# WHAT YOU ARE ASKED TO DO
Filter the records, keeping every line that has the string "gray".
________________
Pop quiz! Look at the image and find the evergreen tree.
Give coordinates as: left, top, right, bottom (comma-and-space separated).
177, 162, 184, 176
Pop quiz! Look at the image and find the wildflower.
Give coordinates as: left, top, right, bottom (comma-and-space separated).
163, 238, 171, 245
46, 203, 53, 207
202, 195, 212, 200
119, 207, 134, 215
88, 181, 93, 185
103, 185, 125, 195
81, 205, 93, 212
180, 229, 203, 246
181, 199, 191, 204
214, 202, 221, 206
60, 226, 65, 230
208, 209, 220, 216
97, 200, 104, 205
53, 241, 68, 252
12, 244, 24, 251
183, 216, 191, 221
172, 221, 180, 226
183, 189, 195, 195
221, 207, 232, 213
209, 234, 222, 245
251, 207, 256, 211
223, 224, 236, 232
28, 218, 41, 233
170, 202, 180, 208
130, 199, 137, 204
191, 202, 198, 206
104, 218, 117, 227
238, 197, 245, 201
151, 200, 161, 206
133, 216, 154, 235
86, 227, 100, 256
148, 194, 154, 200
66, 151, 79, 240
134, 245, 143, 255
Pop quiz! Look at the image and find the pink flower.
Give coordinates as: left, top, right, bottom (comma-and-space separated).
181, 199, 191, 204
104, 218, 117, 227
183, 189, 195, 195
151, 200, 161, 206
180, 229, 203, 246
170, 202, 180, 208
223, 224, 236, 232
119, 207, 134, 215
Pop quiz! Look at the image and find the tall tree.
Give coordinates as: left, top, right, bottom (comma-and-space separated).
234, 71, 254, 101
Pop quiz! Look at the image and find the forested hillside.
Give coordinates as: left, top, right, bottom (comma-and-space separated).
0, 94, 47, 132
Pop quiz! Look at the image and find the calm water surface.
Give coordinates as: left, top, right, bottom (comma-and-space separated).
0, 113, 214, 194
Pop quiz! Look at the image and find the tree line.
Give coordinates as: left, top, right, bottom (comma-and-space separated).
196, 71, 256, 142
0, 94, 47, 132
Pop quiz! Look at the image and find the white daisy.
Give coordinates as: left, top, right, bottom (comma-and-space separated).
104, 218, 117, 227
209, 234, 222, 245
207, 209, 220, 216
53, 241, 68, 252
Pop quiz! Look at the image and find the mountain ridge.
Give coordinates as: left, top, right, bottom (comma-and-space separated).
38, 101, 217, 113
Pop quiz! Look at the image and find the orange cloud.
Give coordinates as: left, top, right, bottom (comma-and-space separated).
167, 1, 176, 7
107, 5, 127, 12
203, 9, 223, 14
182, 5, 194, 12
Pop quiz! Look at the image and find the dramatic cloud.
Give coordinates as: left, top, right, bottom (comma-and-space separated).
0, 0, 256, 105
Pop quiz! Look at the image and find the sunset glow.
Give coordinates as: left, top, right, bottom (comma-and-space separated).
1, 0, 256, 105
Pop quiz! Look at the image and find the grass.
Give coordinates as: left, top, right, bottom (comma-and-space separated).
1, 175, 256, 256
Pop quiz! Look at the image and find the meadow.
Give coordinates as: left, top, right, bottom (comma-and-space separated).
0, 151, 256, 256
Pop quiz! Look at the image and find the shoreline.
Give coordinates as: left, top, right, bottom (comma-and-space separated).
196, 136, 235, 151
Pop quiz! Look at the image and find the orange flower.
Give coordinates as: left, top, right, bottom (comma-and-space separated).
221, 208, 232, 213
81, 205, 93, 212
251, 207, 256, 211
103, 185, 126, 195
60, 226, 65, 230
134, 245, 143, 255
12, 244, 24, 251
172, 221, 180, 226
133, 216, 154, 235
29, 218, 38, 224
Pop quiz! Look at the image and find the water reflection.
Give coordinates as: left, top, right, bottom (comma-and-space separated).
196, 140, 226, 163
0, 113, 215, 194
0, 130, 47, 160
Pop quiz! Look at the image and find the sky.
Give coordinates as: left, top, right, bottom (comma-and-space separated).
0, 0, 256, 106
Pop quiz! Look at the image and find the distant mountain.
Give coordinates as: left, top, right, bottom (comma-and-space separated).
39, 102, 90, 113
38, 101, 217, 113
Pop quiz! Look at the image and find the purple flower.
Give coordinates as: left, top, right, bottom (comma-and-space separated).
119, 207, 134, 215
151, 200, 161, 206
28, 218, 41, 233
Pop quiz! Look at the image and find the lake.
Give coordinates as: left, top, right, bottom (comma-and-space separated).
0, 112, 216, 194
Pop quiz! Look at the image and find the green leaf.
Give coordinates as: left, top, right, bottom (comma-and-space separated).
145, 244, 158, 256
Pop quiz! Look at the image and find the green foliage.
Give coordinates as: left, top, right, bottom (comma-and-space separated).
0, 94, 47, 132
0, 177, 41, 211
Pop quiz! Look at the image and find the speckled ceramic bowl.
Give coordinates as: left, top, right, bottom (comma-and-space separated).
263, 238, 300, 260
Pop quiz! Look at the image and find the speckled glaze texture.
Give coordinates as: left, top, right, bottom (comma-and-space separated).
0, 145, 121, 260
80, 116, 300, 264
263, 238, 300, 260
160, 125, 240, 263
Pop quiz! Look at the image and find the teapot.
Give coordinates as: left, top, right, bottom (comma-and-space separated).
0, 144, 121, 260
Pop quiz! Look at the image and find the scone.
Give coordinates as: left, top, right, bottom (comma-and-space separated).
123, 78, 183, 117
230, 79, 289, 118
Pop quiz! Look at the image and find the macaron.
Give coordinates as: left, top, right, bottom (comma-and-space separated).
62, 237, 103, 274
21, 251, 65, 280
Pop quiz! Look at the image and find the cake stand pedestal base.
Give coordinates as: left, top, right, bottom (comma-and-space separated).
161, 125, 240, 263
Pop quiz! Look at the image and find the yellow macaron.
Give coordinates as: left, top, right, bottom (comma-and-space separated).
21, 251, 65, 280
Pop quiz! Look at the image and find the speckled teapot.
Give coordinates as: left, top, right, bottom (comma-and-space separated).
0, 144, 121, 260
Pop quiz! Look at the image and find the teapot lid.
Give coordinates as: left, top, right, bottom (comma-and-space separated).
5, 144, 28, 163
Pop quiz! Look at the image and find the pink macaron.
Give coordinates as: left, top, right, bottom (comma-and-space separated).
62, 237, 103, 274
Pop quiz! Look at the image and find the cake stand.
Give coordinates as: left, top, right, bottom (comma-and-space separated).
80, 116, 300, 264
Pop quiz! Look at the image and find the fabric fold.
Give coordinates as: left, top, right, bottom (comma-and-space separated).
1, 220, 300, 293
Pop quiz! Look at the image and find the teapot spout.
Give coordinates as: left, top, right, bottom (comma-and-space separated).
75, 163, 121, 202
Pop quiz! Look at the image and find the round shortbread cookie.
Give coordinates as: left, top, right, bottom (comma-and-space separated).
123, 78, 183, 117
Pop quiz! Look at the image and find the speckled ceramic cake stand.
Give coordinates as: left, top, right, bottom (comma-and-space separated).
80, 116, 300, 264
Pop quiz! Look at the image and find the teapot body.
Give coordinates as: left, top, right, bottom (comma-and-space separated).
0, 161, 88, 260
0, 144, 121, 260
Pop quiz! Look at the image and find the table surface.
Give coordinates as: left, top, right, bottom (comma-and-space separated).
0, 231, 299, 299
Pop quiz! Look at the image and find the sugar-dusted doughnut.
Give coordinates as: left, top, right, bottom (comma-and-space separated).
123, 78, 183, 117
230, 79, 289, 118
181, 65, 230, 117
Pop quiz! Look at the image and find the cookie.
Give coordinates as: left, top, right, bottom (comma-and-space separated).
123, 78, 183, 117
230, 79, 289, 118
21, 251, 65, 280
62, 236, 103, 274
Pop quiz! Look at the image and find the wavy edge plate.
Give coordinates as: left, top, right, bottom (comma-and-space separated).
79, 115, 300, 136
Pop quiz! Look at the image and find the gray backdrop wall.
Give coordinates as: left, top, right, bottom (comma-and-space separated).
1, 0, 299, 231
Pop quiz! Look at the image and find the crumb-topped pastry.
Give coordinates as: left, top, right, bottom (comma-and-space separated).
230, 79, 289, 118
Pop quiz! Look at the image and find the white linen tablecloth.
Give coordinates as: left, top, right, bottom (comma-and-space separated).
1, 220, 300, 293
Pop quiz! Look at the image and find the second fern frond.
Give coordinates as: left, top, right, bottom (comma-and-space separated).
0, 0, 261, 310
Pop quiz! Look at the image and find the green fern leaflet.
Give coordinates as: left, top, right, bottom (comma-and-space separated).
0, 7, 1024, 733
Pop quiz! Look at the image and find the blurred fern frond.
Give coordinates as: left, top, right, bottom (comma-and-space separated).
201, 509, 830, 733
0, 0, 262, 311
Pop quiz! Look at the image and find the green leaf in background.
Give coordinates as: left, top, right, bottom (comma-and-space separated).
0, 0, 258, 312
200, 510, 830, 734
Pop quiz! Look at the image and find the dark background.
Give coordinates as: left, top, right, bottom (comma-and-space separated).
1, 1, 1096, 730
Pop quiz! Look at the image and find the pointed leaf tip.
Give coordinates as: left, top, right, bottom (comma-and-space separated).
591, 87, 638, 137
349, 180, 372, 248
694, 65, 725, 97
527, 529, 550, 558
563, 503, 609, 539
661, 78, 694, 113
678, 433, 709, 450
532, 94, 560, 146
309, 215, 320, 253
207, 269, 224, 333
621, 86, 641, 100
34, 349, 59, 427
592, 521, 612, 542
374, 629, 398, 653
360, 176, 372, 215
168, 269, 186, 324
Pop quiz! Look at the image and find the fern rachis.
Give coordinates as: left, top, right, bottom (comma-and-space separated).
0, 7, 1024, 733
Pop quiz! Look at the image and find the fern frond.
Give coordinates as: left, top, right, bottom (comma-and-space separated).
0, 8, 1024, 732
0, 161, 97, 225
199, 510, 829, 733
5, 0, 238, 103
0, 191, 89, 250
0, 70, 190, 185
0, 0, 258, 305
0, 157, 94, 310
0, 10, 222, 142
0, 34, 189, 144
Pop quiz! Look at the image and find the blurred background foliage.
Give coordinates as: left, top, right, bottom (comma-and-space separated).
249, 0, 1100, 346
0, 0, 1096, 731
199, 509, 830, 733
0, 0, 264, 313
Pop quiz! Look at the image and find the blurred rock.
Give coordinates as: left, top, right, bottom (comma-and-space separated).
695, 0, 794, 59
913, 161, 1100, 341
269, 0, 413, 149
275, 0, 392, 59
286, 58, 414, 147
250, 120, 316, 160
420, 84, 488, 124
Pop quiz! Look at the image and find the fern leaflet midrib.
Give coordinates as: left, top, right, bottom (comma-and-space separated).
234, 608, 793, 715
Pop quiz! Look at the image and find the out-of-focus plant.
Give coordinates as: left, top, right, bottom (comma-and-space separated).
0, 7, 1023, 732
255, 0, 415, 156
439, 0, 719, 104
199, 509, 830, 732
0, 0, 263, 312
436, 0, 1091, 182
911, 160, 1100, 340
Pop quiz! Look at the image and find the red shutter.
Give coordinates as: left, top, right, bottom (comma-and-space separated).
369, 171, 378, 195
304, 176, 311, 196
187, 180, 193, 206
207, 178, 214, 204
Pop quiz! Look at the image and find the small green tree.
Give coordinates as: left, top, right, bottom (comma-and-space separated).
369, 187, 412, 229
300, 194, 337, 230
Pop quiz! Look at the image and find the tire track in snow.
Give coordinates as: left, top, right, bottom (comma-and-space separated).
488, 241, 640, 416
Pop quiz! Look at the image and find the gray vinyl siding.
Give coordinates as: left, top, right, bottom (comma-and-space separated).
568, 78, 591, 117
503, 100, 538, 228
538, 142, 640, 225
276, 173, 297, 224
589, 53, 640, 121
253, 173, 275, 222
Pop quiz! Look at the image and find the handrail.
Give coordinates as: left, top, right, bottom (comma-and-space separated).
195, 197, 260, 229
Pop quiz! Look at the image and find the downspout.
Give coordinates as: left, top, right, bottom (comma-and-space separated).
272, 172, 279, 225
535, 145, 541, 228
________________
# RESPONSE TO THE TASK
Pop quiz! Look at the image and find the gray backdrop wall.
Pop quiz! Look at the image and find the gray vinyl siding.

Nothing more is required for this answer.